RECORDS FOR THIS EXERCISE:
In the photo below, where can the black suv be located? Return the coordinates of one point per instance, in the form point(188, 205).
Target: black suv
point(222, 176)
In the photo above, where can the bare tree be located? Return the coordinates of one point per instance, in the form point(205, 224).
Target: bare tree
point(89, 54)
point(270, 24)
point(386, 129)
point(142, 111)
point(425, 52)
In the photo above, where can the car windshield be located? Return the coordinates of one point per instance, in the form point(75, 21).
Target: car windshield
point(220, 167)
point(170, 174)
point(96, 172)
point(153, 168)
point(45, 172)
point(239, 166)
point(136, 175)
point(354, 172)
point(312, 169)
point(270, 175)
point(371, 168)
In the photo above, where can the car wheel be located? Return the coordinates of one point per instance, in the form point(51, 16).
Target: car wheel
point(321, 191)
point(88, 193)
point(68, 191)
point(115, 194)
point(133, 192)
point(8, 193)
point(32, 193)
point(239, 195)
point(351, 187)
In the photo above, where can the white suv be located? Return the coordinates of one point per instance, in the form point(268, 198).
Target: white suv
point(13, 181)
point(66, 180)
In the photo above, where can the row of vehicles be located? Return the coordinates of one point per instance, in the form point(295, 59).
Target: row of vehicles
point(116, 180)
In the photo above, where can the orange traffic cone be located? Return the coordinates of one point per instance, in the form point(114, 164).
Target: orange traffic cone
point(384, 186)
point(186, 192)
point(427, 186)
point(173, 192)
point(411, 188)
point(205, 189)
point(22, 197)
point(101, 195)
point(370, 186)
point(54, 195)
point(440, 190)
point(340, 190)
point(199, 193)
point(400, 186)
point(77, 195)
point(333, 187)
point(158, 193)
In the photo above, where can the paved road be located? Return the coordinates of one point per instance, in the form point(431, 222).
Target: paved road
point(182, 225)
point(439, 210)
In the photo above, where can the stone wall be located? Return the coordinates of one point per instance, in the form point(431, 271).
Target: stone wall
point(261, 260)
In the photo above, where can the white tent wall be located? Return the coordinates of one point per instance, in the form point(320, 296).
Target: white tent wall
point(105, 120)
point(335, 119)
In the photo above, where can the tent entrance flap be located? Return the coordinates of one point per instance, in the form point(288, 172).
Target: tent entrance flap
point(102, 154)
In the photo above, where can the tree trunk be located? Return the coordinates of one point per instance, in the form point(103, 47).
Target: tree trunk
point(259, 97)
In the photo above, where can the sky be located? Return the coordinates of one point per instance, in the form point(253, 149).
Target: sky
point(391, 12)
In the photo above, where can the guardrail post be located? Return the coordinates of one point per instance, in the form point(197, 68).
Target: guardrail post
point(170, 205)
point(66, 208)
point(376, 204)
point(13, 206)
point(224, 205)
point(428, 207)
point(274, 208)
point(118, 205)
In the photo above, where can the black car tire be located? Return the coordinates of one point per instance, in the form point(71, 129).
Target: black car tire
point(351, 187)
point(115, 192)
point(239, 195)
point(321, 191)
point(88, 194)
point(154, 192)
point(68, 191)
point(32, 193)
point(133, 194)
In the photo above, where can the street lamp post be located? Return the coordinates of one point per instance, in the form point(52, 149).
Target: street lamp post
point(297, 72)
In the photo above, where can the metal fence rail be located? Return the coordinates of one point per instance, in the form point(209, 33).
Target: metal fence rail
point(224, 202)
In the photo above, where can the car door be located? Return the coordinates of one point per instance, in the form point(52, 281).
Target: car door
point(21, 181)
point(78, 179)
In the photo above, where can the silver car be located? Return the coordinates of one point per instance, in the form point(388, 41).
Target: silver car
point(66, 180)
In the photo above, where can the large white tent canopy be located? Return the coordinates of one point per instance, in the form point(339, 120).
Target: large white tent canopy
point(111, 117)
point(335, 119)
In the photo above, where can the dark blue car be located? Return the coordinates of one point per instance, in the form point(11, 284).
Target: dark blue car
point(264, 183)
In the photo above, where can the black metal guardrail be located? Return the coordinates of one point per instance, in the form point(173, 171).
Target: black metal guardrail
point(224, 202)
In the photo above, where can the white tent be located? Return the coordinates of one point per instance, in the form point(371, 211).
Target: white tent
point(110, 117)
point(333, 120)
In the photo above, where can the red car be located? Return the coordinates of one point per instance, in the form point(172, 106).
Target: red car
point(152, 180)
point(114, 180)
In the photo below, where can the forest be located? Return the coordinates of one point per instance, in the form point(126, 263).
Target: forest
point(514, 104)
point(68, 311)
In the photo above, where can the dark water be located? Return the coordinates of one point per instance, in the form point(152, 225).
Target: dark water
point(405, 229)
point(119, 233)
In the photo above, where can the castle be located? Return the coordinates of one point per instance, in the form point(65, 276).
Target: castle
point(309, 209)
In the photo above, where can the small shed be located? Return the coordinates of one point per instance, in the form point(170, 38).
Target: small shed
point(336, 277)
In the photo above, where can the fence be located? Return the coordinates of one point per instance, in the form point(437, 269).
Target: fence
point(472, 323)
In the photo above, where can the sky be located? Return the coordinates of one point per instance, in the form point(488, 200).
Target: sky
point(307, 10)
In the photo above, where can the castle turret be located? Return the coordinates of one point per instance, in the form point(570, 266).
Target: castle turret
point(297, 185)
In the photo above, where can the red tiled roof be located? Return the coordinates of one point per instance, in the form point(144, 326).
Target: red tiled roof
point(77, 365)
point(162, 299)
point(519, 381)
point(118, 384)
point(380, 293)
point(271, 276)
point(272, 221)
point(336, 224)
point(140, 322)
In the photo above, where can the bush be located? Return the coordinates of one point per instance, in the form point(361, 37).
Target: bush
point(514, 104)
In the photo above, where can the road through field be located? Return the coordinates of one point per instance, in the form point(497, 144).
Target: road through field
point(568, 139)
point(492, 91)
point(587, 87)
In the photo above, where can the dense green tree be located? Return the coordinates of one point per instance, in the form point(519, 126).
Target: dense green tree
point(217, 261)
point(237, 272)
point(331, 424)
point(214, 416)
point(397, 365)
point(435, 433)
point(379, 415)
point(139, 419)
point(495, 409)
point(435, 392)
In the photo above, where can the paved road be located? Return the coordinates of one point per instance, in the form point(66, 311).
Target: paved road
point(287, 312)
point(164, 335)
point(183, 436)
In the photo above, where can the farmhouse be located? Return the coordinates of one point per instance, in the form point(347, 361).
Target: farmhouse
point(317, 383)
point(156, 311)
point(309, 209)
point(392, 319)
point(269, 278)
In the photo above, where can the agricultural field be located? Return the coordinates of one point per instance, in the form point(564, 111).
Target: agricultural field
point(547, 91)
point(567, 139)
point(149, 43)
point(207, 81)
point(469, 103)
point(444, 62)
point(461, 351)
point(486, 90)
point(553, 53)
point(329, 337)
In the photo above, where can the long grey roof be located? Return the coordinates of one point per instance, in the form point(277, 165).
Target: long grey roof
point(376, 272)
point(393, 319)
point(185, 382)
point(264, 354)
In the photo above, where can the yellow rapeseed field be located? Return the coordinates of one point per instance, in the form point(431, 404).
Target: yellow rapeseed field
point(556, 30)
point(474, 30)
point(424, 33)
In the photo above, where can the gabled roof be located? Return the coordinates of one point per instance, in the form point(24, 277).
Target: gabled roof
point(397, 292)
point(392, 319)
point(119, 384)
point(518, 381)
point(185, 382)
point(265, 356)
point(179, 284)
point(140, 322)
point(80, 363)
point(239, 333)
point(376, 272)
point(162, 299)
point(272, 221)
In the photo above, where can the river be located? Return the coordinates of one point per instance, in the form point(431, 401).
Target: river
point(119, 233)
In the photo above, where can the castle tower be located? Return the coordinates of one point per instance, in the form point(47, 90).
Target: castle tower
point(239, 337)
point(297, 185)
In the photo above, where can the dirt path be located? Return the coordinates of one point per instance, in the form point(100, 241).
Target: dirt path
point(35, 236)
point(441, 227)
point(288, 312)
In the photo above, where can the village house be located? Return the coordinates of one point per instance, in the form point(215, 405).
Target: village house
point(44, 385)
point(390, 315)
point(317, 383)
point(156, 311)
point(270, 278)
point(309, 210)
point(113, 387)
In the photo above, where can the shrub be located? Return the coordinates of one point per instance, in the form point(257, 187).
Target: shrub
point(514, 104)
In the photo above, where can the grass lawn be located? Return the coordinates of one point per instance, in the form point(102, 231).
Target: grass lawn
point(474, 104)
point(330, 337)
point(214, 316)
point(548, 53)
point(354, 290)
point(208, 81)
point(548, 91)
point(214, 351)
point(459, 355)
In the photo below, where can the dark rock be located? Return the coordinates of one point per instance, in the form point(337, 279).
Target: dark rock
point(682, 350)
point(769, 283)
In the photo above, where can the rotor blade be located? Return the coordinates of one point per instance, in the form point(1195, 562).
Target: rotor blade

SET PROBLEM: Rewrite the listing lines from the one containing "In the photo below, where can the forest" through the one containing "point(472, 323)", changing "small shed" to "wooden shed" and keeping everything else the same. Give back only those lines.

SOLUTION TO THIS EXERCISE:
In the photo below, where can the forest be located? Return the coordinates of one point per instance, in the form point(126, 263).
Target: forest
point(514, 104)
point(68, 311)
In the photo above, where can the dark water be located? Return the coordinates of one point per instance, in the form point(152, 225).
Target: dark water
point(405, 229)
point(119, 233)
In the photo above, where can the castle be located? Return the coordinates of one point per instance, in the form point(65, 276).
Target: castle
point(309, 209)
In the photo above, where can the wooden shed be located? Return the coordinates of one point per instance, in the form point(170, 38).
Target: wooden shed
point(336, 277)
In the photo above, where can the fence be located? Return the coordinates of one point per instance, in the form point(437, 269).
Target: fence
point(472, 323)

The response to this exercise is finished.